* TEXTO PROPORCIONADO

⟨

# Como generar 1 minuto en pic 16F628A



## godoyas (May 9, 2008)

tendo dudas en como generar pulsos de 1 en 1 minutes com TMR0.sou novato en programacion del PIC,muitas gracias se for possivel en me ayudar-me.
saludos.


----------



## MaMu (May 9, 2008)

La forma en que controles el tiempo siempre va a depender del nivel de presición que necesites. Usando un TMR, podes explotar de este la interrupción de cambio de 0xFF a 0x00, y contabilizar cada desborde en un ciclo de incremento de variables, cuando sumen las cantidades necesarias para llegar al minuto, ahi pones todo a 0 y vuelves a empezar. Queda a tu criterio realizar los ajustes y pasos necesarios para la presición del tiempo.

Saludos


----------



## godoyas (May 9, 2008)

MaMu dijo:
			
		

> La forma en que controles el tiempo siempre va a depender del nivel de presición que necesites. Usando un TMR, podes explotar de este la interrupción de cambio de 0xFF a 0x00, y contabilizar cada desborde en un ciclo de incremento de variables, cuando sumen las cantidades necesarias para llegar al minuto, ahi pones todo a 0 y vuelves a empezar. Queda a tu criterio realizar los ajustes y pasos necesarios para la presición del tiempo.
> 
> Saludos



pretento construir uno tiemporizador,tipo 60 minutes con dois (2) display de sete seguimentos,poderia citar uno exenplito,de como seria el assembly.muitas gracias en ayudar-me.
saludos


----------



## MaMu (May 9, 2008)

godoyas dijo:
			
		

> MaMu dijo:
> 
> 
> 
> ...

⟩

* DATOS GUARDADOS
⟨

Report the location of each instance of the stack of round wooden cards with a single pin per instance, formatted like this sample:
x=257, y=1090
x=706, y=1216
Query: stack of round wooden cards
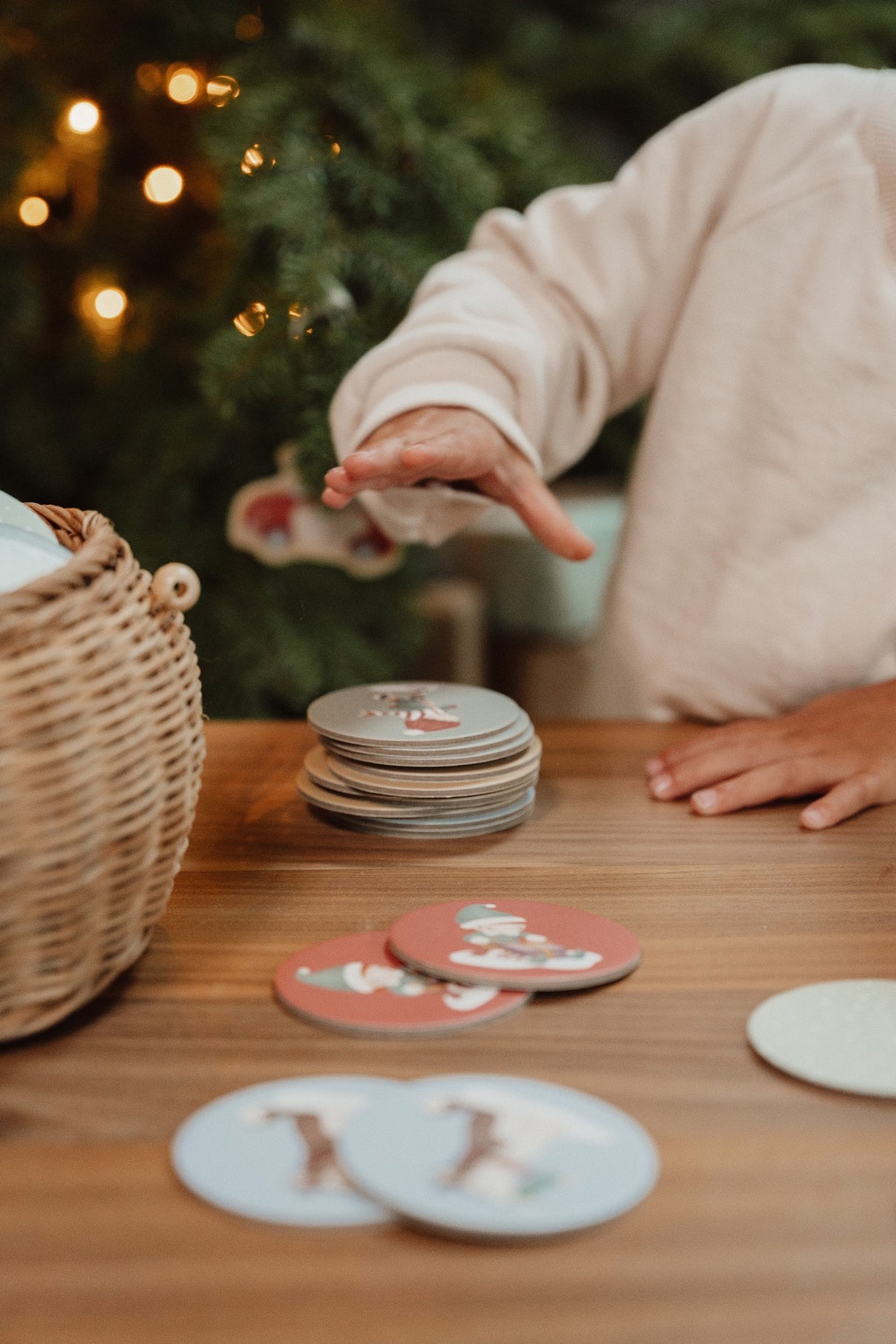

⟩

* RETO A
Convierte en una lista el párrafo de la primera respuesta de MaMu en el hilo sobre el PIC 16F628A que empieza «La forma en que controles el tiempo». Conserva sus datos principales.
* RETO B
Sigue escribiendo el hilo sobre el PIC 16F628A a partir del último mensaje que aparece.

* RESPUESTA A
- La manera de controlar el tiempo depende del nivel de precisión que se necesite.
- Con un TMR se puede aprovechar la interrupción que se produce cuando pasa de 0xFF a 0x00.
- Cada desborde se contabiliza en un ciclo de incremento de variables.
- Cuando la suma alcanza lo necesario para llegar al minuto, se pone todo a 0 y se vuelve a empezar.
- Los ajustes y pasos necesarios para la precisión del tiempo quedan a criterio de quien programa.

* RESPUESTA B
Lee este artículo que es muy práctico y te va a venir bien para entender un poco la utilización de los Timer, sobre todo del TMR1.

http://micropic.wordpress.com/2007/06/24/temporizador-timer-1/

PD: un poco de literatura no le viene mal a nadie.

Saludos


----------



## godoyas (May 10, 2008)

MaMu dijo:
			
		

> godoyas dijo:
> 
> 
> 
> ...



muitas gracias en me ayudar,gostei do tutorial,obrigado.
saludos


----------



## Javilondo (May 16, 2008)

Puedes utilizar el programa *PicDel*.
Es un programa bastante sencillo de usar, genera en código asm los retardos de tiempo que le programes, lo único que tienes que ajustar el tiempo de retardo en ms que quieras, pero antes deberás escoger la frecuencia del clock en MHz del Pic.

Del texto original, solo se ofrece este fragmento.